### EXERCISE DESCRIPTION
Restate the full listing word for word and leave the pictures out.

### DATA FOR THIS EXERCISE
■ ■ ■ ■ ■

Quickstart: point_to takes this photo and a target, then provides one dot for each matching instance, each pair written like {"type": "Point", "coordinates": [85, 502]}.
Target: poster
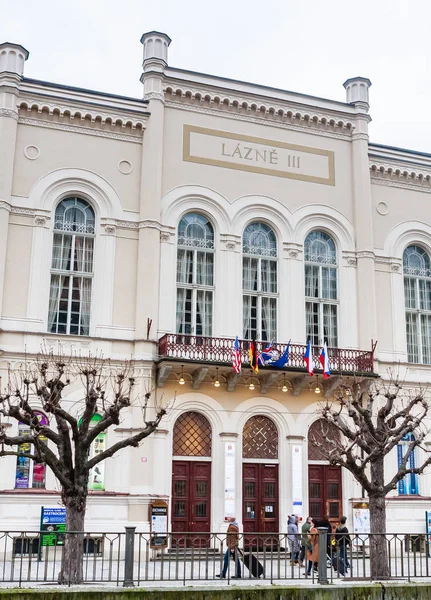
{"type": "Point", "coordinates": [229, 480]}
{"type": "Point", "coordinates": [297, 508]}
{"type": "Point", "coordinates": [52, 520]}
{"type": "Point", "coordinates": [97, 475]}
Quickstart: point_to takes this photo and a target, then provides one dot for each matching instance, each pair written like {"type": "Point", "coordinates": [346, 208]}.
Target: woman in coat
{"type": "Point", "coordinates": [313, 548]}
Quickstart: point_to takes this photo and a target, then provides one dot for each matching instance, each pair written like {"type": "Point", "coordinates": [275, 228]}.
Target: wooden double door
{"type": "Point", "coordinates": [260, 503]}
{"type": "Point", "coordinates": [191, 502]}
{"type": "Point", "coordinates": [325, 492]}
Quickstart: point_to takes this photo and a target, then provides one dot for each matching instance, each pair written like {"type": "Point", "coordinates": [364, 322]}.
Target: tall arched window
{"type": "Point", "coordinates": [417, 296]}
{"type": "Point", "coordinates": [195, 275]}
{"type": "Point", "coordinates": [409, 484]}
{"type": "Point", "coordinates": [72, 268]}
{"type": "Point", "coordinates": [321, 294]}
{"type": "Point", "coordinates": [259, 282]}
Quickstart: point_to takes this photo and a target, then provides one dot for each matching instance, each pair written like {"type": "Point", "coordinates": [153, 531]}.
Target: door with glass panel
{"type": "Point", "coordinates": [191, 502]}
{"type": "Point", "coordinates": [195, 278]}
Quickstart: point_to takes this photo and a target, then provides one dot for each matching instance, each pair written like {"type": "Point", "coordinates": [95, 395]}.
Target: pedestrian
{"type": "Point", "coordinates": [343, 540]}
{"type": "Point", "coordinates": [232, 539]}
{"type": "Point", "coordinates": [313, 548]}
{"type": "Point", "coordinates": [305, 530]}
{"type": "Point", "coordinates": [326, 523]}
{"type": "Point", "coordinates": [293, 538]}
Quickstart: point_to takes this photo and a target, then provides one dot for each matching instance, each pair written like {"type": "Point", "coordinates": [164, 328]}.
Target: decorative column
{"type": "Point", "coordinates": [147, 301]}
{"type": "Point", "coordinates": [357, 95]}
{"type": "Point", "coordinates": [12, 59]}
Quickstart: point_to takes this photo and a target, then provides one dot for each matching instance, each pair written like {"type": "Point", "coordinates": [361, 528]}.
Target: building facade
{"type": "Point", "coordinates": [207, 210]}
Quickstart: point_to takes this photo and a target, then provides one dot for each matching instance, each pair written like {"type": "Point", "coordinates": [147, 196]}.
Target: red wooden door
{"type": "Point", "coordinates": [260, 503]}
{"type": "Point", "coordinates": [191, 501]}
{"type": "Point", "coordinates": [324, 492]}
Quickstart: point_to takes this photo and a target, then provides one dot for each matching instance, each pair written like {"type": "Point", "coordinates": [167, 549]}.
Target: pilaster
{"type": "Point", "coordinates": [12, 59]}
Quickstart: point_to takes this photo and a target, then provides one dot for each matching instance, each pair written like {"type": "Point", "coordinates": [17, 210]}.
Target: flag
{"type": "Point", "coordinates": [253, 356]}
{"type": "Point", "coordinates": [308, 359]}
{"type": "Point", "coordinates": [265, 356]}
{"type": "Point", "coordinates": [236, 356]}
{"type": "Point", "coordinates": [324, 361]}
{"type": "Point", "coordinates": [283, 360]}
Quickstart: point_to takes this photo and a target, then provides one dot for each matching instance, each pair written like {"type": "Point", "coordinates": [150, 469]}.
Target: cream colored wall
{"type": "Point", "coordinates": [17, 275]}
{"type": "Point", "coordinates": [234, 184]}
{"type": "Point", "coordinates": [65, 149]}
{"type": "Point", "coordinates": [124, 308]}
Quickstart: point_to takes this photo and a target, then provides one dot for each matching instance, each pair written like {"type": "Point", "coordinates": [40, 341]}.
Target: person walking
{"type": "Point", "coordinates": [343, 540]}
{"type": "Point", "coordinates": [313, 549]}
{"type": "Point", "coordinates": [305, 542]}
{"type": "Point", "coordinates": [232, 539]}
{"type": "Point", "coordinates": [293, 538]}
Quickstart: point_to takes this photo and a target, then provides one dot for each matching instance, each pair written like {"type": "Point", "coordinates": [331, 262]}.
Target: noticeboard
{"type": "Point", "coordinates": [158, 524]}
{"type": "Point", "coordinates": [53, 521]}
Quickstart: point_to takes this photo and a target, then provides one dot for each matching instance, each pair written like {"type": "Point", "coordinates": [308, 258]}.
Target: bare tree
{"type": "Point", "coordinates": [64, 445]}
{"type": "Point", "coordinates": [372, 424]}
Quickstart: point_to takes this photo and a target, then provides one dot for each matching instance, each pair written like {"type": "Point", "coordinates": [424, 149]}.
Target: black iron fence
{"type": "Point", "coordinates": [128, 558]}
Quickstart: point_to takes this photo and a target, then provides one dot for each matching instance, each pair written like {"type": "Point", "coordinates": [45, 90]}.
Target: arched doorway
{"type": "Point", "coordinates": [324, 480]}
{"type": "Point", "coordinates": [191, 475]}
{"type": "Point", "coordinates": [260, 476]}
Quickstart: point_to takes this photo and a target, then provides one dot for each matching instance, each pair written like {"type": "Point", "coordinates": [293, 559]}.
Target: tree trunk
{"type": "Point", "coordinates": [73, 549]}
{"type": "Point", "coordinates": [379, 565]}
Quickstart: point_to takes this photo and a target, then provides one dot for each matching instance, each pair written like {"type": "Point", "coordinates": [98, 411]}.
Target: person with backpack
{"type": "Point", "coordinates": [342, 538]}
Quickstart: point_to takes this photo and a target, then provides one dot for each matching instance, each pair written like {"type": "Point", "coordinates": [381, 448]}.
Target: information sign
{"type": "Point", "coordinates": [53, 521]}
{"type": "Point", "coordinates": [158, 524]}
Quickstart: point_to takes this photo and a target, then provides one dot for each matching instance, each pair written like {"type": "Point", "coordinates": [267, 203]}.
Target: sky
{"type": "Point", "coordinates": [308, 46]}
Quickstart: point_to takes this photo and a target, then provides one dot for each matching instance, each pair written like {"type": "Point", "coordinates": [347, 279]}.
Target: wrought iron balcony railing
{"type": "Point", "coordinates": [194, 348]}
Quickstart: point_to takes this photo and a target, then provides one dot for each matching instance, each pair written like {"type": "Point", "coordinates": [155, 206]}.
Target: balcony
{"type": "Point", "coordinates": [200, 356]}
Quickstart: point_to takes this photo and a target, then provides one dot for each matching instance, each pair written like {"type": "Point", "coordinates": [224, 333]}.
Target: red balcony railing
{"type": "Point", "coordinates": [193, 348]}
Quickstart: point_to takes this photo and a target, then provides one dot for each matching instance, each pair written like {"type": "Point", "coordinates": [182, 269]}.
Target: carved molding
{"type": "Point", "coordinates": [105, 133]}
{"type": "Point", "coordinates": [9, 113]}
{"type": "Point", "coordinates": [249, 119]}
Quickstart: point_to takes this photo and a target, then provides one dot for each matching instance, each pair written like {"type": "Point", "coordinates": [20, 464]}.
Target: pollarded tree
{"type": "Point", "coordinates": [372, 424]}
{"type": "Point", "coordinates": [64, 445]}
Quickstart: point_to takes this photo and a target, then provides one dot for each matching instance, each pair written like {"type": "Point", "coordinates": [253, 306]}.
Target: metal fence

■ ■ ■ ■ ■

### ANSWER TO THIS EXERCISE
Quickstart: point_to takes this photo and a target, then provides one dot for each matching instance, each pair written like {"type": "Point", "coordinates": [85, 502]}.
Target: poster
{"type": "Point", "coordinates": [229, 480]}
{"type": "Point", "coordinates": [297, 508]}
{"type": "Point", "coordinates": [52, 520]}
{"type": "Point", "coordinates": [97, 475]}
Quickstart: point_to takes this photo and a target, then provides one dot for each matching instance, each pair written like {"type": "Point", "coordinates": [346, 208]}.
Target: woman in coat
{"type": "Point", "coordinates": [313, 548]}
Quickstart: point_to takes this photo and a target, then provides one dot for each matching instance, each pair written like {"type": "Point", "coordinates": [275, 228]}.
Target: wooden double door
{"type": "Point", "coordinates": [260, 503]}
{"type": "Point", "coordinates": [191, 502]}
{"type": "Point", "coordinates": [325, 492]}
Quickstart: point_to takes this photo and a target, then provides one dot for each matching instance, each pair written like {"type": "Point", "coordinates": [364, 322]}.
Target: tall arched window
{"type": "Point", "coordinates": [417, 296]}
{"type": "Point", "coordinates": [195, 275]}
{"type": "Point", "coordinates": [409, 484]}
{"type": "Point", "coordinates": [72, 268]}
{"type": "Point", "coordinates": [321, 294]}
{"type": "Point", "coordinates": [259, 282]}
Quickstart: point_to takes this photo and a target, then provides one dot for each matching instance, each pair written like {"type": "Point", "coordinates": [153, 531]}.
Target: door with glass panel
{"type": "Point", "coordinates": [191, 502]}
{"type": "Point", "coordinates": [195, 278]}
Quickstart: point_to takes this photo and a target, then provides one dot for each matching instance, each pair written like {"type": "Point", "coordinates": [95, 395]}.
Target: pedestrian
{"type": "Point", "coordinates": [343, 540]}
{"type": "Point", "coordinates": [232, 539]}
{"type": "Point", "coordinates": [313, 548]}
{"type": "Point", "coordinates": [305, 530]}
{"type": "Point", "coordinates": [326, 523]}
{"type": "Point", "coordinates": [293, 538]}
Quickstart: point_to takes this photo and a target, then provides one dot for each matching instance, each pair written like {"type": "Point", "coordinates": [164, 328]}.
Target: decorative column
{"type": "Point", "coordinates": [147, 301]}
{"type": "Point", "coordinates": [357, 95]}
{"type": "Point", "coordinates": [12, 59]}
Quickstart: point_to takes this photo and a target, then provides one dot for each matching instance, each pair written like {"type": "Point", "coordinates": [361, 528]}.
Target: building facade
{"type": "Point", "coordinates": [207, 210]}
Quickstart: point_to takes this photo and a target, then provides one dot for each matching instance, each pair written like {"type": "Point", "coordinates": [147, 196]}.
Target: red wooden door
{"type": "Point", "coordinates": [260, 503]}
{"type": "Point", "coordinates": [191, 501]}
{"type": "Point", "coordinates": [324, 492]}
Quickstart: point_to takes this photo and a target, then provides one dot for each matching instance, each pair written like {"type": "Point", "coordinates": [167, 549]}.
Target: pilaster
{"type": "Point", "coordinates": [12, 59]}
Quickstart: point_to takes this photo and a target, then provides one dot for each matching instance, each pair written like {"type": "Point", "coordinates": [17, 210]}.
Target: flag
{"type": "Point", "coordinates": [253, 356]}
{"type": "Point", "coordinates": [308, 359]}
{"type": "Point", "coordinates": [265, 356]}
{"type": "Point", "coordinates": [236, 356]}
{"type": "Point", "coordinates": [324, 361]}
{"type": "Point", "coordinates": [283, 360]}
Quickstart: point_to takes this photo and a target, then provides one dot for each matching instance, each pair written like {"type": "Point", "coordinates": [150, 469]}.
Target: cream colored wall
{"type": "Point", "coordinates": [17, 275]}
{"type": "Point", "coordinates": [234, 184]}
{"type": "Point", "coordinates": [65, 149]}
{"type": "Point", "coordinates": [124, 308]}
Quickstart: point_to takes this photo and a target, then provides one dot for each matching instance, each pair written like {"type": "Point", "coordinates": [40, 341]}.
Target: person walking
{"type": "Point", "coordinates": [343, 540]}
{"type": "Point", "coordinates": [313, 549]}
{"type": "Point", "coordinates": [305, 542]}
{"type": "Point", "coordinates": [232, 539]}
{"type": "Point", "coordinates": [293, 538]}
Quickstart: point_to takes this photo and a target, then provides one dot for each matching instance, each pair written like {"type": "Point", "coordinates": [331, 262]}.
Target: noticeboard
{"type": "Point", "coordinates": [158, 524]}
{"type": "Point", "coordinates": [53, 521]}
Quickstart: point_to takes this photo and a target, then provides one dot for each matching instance, each pair written like {"type": "Point", "coordinates": [308, 258]}.
Target: bare tree
{"type": "Point", "coordinates": [64, 445]}
{"type": "Point", "coordinates": [372, 424]}
Quickstart: point_to takes this photo and a target, then provides one dot for each matching instance, each pair written like {"type": "Point", "coordinates": [424, 149]}.
Target: black iron fence
{"type": "Point", "coordinates": [128, 558]}
Quickstart: point_to takes this photo and a target, then provides one dot for each matching instance, each pair written like {"type": "Point", "coordinates": [45, 90]}.
Target: arched doorway
{"type": "Point", "coordinates": [324, 480]}
{"type": "Point", "coordinates": [191, 475]}
{"type": "Point", "coordinates": [260, 476]}
Quickstart: point_to takes this photo and a target, then provides one dot for each matching instance, each pair written like {"type": "Point", "coordinates": [293, 559]}.
Target: tree trunk
{"type": "Point", "coordinates": [73, 549]}
{"type": "Point", "coordinates": [379, 565]}
Quickstart: point_to takes this photo and a target, then provides one dot for each matching instance, each pair written like {"type": "Point", "coordinates": [98, 411]}.
Target: person with backpack
{"type": "Point", "coordinates": [342, 538]}
Quickstart: point_to takes this photo and a target, then provides one dot for each matching instance, each pair written like {"type": "Point", "coordinates": [381, 448]}.
Target: information sign
{"type": "Point", "coordinates": [53, 521]}
{"type": "Point", "coordinates": [158, 524]}
Quickstart: point_to takes this photo and a target, then provides one dot for each matching instance, each pair written like {"type": "Point", "coordinates": [267, 203]}.
Target: sky
{"type": "Point", "coordinates": [308, 46]}
Quickstart: point_to takes this photo and a target, then provides one dot for each matching instance, each pair written like {"type": "Point", "coordinates": [347, 279]}.
Target: wrought iron balcony railing
{"type": "Point", "coordinates": [194, 348]}
Quickstart: point_to takes this photo and a target, then provides one dot for each matching instance, each pair written like {"type": "Point", "coordinates": [155, 206]}.
Target: balcony
{"type": "Point", "coordinates": [200, 356]}
Quickstart: point_to takes this photo and a target, then provides one dot for each matching instance, each pair written like {"type": "Point", "coordinates": [224, 333]}.
Target: red balcony railing
{"type": "Point", "coordinates": [193, 348]}
Quickstart: point_to takes this photo and a target, then provides one dot for each matching instance, each pair written like {"type": "Point", "coordinates": [182, 269]}.
Target: carved molding
{"type": "Point", "coordinates": [105, 133]}
{"type": "Point", "coordinates": [9, 113]}
{"type": "Point", "coordinates": [249, 119]}
Quickstart: point_to takes this photo and a target, then provides one dot for each matching instance, each pair written like {"type": "Point", "coordinates": [20, 464]}.
Target: pollarded tree
{"type": "Point", "coordinates": [372, 424]}
{"type": "Point", "coordinates": [64, 445]}
Quickstart: point_to takes this photo and a target, then provides one dot for each matching instance, each pair written like {"type": "Point", "coordinates": [253, 306]}.
Target: metal fence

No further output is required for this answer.